Short problem:
Convert every line of the material below into a JSON list of strings, with one string per line and blank lines omitted.
[Start of Dataset]
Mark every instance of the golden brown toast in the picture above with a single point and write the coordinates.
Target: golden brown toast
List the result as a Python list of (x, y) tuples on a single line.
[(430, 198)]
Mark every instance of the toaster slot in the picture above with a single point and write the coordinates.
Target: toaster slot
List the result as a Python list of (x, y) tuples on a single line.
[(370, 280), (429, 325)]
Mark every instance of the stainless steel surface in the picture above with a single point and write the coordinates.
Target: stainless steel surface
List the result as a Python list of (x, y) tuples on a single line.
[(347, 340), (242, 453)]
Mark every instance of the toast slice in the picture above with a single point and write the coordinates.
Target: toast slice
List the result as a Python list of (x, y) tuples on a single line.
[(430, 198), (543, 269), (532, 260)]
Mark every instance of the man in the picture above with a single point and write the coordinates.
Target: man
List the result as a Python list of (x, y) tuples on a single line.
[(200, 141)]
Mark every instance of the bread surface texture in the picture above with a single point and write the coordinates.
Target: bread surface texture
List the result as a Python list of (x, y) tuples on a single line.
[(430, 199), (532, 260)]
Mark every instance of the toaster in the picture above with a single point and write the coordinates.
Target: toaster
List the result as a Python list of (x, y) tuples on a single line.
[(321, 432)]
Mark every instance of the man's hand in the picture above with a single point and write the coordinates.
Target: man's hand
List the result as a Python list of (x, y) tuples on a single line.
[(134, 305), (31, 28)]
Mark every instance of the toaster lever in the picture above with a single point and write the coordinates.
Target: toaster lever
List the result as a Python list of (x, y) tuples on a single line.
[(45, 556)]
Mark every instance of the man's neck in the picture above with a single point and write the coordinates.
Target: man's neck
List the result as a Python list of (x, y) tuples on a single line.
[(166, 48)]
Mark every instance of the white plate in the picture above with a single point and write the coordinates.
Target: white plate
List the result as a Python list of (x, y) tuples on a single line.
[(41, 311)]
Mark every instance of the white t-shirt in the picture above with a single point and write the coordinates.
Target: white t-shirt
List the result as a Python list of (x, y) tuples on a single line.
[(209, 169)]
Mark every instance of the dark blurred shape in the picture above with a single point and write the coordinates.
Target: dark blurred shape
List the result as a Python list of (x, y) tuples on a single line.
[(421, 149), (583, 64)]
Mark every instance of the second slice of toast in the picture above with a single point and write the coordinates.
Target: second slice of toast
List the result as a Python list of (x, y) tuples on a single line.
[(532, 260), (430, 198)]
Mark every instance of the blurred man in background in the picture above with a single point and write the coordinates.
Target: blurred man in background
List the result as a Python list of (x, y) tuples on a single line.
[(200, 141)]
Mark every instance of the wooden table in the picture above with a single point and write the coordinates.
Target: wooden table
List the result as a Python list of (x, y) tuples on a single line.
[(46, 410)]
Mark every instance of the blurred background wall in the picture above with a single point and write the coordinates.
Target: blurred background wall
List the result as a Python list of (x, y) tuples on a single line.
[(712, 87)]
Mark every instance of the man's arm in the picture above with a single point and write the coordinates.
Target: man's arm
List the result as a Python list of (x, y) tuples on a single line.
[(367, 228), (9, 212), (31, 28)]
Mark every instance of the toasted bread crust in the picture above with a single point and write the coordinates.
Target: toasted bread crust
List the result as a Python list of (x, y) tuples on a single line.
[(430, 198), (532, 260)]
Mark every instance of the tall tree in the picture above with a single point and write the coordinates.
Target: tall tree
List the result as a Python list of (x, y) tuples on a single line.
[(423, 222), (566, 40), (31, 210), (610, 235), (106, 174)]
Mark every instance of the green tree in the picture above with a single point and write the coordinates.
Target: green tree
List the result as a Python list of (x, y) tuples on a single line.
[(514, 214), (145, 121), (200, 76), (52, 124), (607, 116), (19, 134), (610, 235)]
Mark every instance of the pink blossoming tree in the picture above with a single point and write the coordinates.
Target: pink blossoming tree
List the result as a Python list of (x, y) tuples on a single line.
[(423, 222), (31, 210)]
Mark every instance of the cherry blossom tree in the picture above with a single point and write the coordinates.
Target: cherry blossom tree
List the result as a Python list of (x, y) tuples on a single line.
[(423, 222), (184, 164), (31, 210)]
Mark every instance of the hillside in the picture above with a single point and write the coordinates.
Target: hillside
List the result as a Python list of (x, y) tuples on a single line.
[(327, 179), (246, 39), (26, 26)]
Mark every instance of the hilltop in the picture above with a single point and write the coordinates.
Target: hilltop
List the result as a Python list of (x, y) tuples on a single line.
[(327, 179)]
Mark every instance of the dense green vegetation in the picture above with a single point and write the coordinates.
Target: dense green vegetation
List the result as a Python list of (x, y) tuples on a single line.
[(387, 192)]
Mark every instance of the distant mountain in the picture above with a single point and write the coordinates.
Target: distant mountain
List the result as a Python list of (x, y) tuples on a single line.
[End of Dataset]
Final result:
[
  "Mark every instance of the golden brown toast in the picture above with a single point and write the coordinates.",
  "Target: golden brown toast",
  "List the result as a Python list of (x, y) tuples on a single line.",
  "[(430, 198)]",
  "Mark every instance of the toaster slot in the picture above with a single point and write the coordinates.",
  "Target: toaster slot",
  "List the result as a Python list of (x, y) tuples on a single line.",
  "[(370, 280), (429, 325)]",
  "Mark every instance of the stainless steel surface in the picture above with a single point and write the coordinates.",
  "Target: stainless steel surface",
  "List the result as a Python list of (x, y) tuples on a single line.",
  "[(347, 340), (242, 453)]",
  "Mark every instance of the toast slice in the picture above with a single point and write the coordinates.",
  "Target: toast slice",
  "List the result as a Python list of (x, y) tuples on a single line.",
  "[(430, 198), (543, 269), (532, 260)]",
  "Mark every instance of the man in the picture above with a single point and write the coordinates.",
  "Target: man",
  "List the result as a Python list of (x, y) tuples on a single line.",
  "[(200, 141)]",
  "Mark every instance of the bread surface texture in the picture above with a single point and write the coordinates.",
  "Target: bread surface texture",
  "List the result as a Python list of (x, y) tuples on a single line.",
  "[(430, 199), (532, 260)]",
  "Mark every instance of the toaster in the picture above with a single point and write the coordinates.",
  "Target: toaster",
  "List the result as a Python list of (x, y) tuples on a single line.",
  "[(321, 432)]",
  "Mark every instance of the man's hand in the picture above with a single point and write the coordinates.",
  "Target: man's hand",
  "List the result as a Python list of (x, y) tuples on a single line.",
  "[(134, 305), (31, 28)]",
  "Mark every instance of the toaster lever in the picture above with a single point and write the coordinates.",
  "Target: toaster lever",
  "List the result as a Python list of (x, y) tuples on a single line.",
  "[(45, 556)]",
  "Mark every instance of the man's neck in the picture above with a single point and write the coordinates.",
  "Target: man's neck",
  "List the result as a Python list of (x, y) tuples on a single line.",
  "[(166, 48)]",
  "Mark every instance of the white plate in the picture above with a single point and write the coordinates.",
  "Target: white plate",
  "List the result as a Python list of (x, y) tuples on a single line.",
  "[(41, 311)]",
  "Mark every instance of the white t-shirt in the picture above with a single point and write the coordinates.",
  "Target: white t-shirt",
  "List the result as a Python list of (x, y) tuples on a single line.",
  "[(209, 169)]",
  "Mark every instance of the dark blurred shape in the picture above with a single point and write the coordinates.",
  "Target: dark blurred shape",
  "List the result as a Python list of (x, y) tuples on a single line.",
  "[(421, 149), (583, 64)]",
  "Mark every instance of the second slice of toast in the picture above with a single point and write the coordinates.",
  "Target: second slice of toast",
  "List the result as a Python list of (x, y) tuples on a single line.",
  "[(532, 260), (430, 198)]",
  "Mark every instance of the blurred man in background in the picture above with a single point and write the coordinates.",
  "Target: blurred man in background",
  "List the result as a Python list of (x, y) tuples on a single line.",
  "[(200, 141)]",
  "Mark every instance of the wooden table in the picture above with a single point and write the coordinates.",
  "Target: wooden table",
  "List the result as a Python list of (x, y) tuples on a single line.",
  "[(46, 410)]",
  "Mark every instance of the blurred background wall in the picture above with a single point and write the coordinates.",
  "Target: blurred background wall",
  "List the result as a Python list of (x, y) tuples on a single line.",
  "[(712, 87)]",
  "Mark every instance of the man's arm in the picture above with a single point and write the coordinates.",
  "Target: man's arm",
  "List the result as a Python list of (x, y) tuples on a single line.",
  "[(367, 228), (9, 212), (31, 28)]",
  "Mark every instance of the toasted bread crust in the picture above with a single point and write the coordinates.",
  "Target: toasted bread crust",
  "List the result as a Python list of (x, y) tuples on a single line.",
  "[(430, 198), (532, 260)]",
  "Mark every instance of the tall tree in the picture above with a single point and write the coordinates.",
  "Target: tall tree",
  "List the result as a Python list of (x, y) tuples on a single line.",
  "[(423, 222), (566, 40), (31, 210), (610, 235), (106, 174)]",
  "Mark every instance of the green tree in the picture above with a single point and write the coordinates.",
  "Target: green tree",
  "List the result as a Python list of (x, y) tuples on a single line.",
  "[(514, 214), (145, 121), (200, 76), (52, 124), (607, 116), (19, 134), (610, 235)]",
  "Mark every instance of the pink blossoming tree in the picture above with a single point and write the coordinates.",
  "Target: pink blossoming tree",
  "List the result as a Python list of (x, y) tuples on a single line.",
  "[(423, 222), (31, 210)]",
  "Mark every instance of the cherry blossom tree in the picture above with a single point and write the coordinates.",
  "Target: cherry blossom tree",
  "List the result as a Python list of (x, y) tuples on a single line.",
  "[(423, 222), (184, 164), (31, 210)]",
  "Mark every instance of the hillside in the picture above with a single point and write the coordinates.",
  "Target: hillside",
  "List the result as a Python list of (x, y) tuples on a single line.",
  "[(327, 179), (246, 39), (26, 26)]",
  "Mark every instance of the hilltop in the picture above with a single point and write the coordinates.",
  "Target: hilltop",
  "List the result as a Python list of (x, y) tuples on a single line.",
  "[(327, 179)]",
  "Mark every instance of the dense green vegetation in the picture above with a single point and write the coordinates.",
  "Target: dense green vegetation",
  "List the result as a Python list of (x, y) tuples on a single line.",
  "[(387, 192)]",
  "Mark every instance of the distant mountain in the picture above with a single point and write the coordinates.",
  "Target: distant mountain",
  "List the result as a Python list of (x, y) tuples on a single line."
]